*** Given records

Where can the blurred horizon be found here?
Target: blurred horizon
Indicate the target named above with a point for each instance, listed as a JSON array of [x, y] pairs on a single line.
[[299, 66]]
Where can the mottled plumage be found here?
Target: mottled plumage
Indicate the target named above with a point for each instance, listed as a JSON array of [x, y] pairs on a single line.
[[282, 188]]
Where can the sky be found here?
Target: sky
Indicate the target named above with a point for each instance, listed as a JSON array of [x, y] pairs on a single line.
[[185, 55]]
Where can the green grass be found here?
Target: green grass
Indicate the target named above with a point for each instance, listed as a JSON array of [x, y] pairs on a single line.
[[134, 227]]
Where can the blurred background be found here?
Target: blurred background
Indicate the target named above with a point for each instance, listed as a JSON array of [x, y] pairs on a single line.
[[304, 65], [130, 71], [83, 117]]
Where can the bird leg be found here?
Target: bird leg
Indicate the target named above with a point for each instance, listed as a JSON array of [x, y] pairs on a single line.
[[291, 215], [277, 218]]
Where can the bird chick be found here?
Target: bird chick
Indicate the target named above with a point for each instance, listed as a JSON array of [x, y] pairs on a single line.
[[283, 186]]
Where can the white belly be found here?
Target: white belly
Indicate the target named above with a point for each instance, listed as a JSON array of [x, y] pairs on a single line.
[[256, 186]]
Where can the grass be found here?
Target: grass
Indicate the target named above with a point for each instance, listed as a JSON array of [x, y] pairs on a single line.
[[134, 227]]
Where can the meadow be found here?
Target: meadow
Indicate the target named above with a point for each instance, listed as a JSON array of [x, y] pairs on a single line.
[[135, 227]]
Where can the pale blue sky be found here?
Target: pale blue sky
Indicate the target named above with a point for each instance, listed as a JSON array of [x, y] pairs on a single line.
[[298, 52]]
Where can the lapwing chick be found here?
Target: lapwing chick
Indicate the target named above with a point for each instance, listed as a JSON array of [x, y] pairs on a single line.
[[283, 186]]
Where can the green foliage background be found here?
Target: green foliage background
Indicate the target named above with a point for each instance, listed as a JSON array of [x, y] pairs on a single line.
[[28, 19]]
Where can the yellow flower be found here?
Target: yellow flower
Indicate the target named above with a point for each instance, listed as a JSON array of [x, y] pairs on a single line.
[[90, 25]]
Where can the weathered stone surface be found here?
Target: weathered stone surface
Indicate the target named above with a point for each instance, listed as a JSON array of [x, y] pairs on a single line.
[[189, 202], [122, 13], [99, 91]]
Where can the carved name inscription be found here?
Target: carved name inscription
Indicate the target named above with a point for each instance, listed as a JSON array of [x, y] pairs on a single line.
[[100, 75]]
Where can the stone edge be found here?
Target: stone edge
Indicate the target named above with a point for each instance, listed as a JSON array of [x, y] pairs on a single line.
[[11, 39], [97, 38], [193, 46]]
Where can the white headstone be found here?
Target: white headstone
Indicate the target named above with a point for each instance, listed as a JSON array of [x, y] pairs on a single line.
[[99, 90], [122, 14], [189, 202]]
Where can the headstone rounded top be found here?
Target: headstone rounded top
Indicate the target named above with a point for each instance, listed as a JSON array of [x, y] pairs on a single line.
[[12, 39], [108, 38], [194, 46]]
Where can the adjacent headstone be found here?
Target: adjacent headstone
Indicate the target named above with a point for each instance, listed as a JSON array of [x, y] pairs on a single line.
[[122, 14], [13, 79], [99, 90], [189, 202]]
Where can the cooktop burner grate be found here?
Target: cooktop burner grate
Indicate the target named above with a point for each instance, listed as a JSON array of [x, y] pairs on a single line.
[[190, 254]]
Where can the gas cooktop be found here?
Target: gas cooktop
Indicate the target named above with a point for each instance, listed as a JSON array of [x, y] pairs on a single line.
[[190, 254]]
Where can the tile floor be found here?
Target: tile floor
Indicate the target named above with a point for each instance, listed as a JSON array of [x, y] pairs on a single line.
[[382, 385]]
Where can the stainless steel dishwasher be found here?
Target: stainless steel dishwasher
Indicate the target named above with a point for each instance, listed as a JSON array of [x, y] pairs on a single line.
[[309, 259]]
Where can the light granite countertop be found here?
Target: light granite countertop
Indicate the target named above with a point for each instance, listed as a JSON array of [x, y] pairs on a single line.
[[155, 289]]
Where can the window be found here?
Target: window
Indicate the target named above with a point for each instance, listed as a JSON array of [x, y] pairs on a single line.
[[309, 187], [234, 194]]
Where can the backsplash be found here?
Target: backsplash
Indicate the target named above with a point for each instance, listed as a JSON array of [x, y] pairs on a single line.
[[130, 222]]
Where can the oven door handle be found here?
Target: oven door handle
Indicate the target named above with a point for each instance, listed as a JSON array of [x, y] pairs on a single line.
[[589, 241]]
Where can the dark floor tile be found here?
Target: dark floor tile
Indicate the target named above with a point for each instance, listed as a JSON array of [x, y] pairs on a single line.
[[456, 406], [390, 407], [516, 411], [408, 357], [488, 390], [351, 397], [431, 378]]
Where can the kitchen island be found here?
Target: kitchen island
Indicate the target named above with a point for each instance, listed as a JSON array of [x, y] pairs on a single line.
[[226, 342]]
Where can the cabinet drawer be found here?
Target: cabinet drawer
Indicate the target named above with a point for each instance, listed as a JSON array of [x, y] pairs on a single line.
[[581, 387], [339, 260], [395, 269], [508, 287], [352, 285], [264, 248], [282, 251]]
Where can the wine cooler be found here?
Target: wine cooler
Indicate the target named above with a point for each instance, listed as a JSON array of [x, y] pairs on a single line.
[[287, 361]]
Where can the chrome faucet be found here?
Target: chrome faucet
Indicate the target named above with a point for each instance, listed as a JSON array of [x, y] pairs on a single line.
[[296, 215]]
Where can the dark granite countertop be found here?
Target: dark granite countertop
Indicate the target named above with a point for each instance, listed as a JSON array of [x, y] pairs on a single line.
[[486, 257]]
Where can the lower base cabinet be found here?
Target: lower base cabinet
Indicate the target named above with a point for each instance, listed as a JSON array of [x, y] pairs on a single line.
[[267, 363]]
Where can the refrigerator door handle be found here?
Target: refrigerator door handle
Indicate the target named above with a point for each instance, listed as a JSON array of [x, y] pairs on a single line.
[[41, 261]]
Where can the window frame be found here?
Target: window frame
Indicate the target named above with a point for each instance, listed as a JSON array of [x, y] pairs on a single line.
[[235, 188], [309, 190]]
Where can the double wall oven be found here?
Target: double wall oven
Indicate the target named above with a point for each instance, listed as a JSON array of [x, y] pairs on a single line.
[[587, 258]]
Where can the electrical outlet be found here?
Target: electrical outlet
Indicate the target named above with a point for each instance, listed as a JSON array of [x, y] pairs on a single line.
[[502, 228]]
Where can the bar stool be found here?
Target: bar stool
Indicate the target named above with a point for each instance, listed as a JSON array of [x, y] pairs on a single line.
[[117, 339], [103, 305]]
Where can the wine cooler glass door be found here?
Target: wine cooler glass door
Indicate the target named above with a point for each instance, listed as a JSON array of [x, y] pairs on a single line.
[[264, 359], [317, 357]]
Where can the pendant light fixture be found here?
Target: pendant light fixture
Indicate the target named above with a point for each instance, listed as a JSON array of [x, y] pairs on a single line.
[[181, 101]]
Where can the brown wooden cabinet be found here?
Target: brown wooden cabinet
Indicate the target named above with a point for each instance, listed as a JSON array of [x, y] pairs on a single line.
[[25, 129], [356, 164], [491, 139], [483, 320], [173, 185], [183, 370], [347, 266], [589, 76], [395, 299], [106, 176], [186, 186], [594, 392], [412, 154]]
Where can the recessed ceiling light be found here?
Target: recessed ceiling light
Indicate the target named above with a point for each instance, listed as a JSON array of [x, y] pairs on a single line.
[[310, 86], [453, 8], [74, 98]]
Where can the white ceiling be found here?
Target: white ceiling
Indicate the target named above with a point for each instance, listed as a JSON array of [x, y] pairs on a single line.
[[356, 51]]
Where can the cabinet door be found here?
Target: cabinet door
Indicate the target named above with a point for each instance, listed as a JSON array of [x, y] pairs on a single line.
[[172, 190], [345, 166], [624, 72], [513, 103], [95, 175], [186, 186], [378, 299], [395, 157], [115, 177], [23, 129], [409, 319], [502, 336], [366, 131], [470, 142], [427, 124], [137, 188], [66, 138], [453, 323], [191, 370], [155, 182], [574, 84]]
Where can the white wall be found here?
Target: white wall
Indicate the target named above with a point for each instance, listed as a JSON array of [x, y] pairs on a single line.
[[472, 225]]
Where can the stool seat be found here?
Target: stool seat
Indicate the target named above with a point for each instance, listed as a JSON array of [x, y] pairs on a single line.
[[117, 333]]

******

◆ Prompt ◆
Reproduce the lines from the line with "Where can the window frame be found here?" up to and including the line with "[[181, 101]]", substituting "counter stool" for "bar stool" and leaving everything else unchanged.

◆ The solution ◆
Where can the window frame be found here?
Target: window frame
Indicate the target named above with a point for each instance, listed as a JSON array of [x, y] pairs on a single line.
[[235, 188], [309, 190]]
Where can the double wall oven be found here?
Target: double wall oven
Indicate the target named above with a point for each instance, listed as a JSON array of [x, y] pairs on a single line.
[[587, 258]]
Where can the electrical outlet be found here?
Target: electrical outlet
Indicate the target named above with a point for each instance, listed as a JSON array of [x, y] pairs on a single line.
[[502, 228]]
Where can the counter stool be found here?
Target: counter stool
Indicate the target named above with a point for each instance, listed as a JSON array of [x, y] pairs on a single line.
[[117, 339], [103, 305]]
Where can the wine cooler glass door be found here?
Target: wine cooler glass door
Indicate the target named above with a point for each instance, listed as a JSON array of [x, y] pairs on a single line.
[[264, 359], [317, 357]]
Where can the pendant light fixture be found here?
Target: pendant light fixture
Indicate the target named above with a point for each instance, listed as a JSON array of [x, y] pairs on a single line.
[[181, 101]]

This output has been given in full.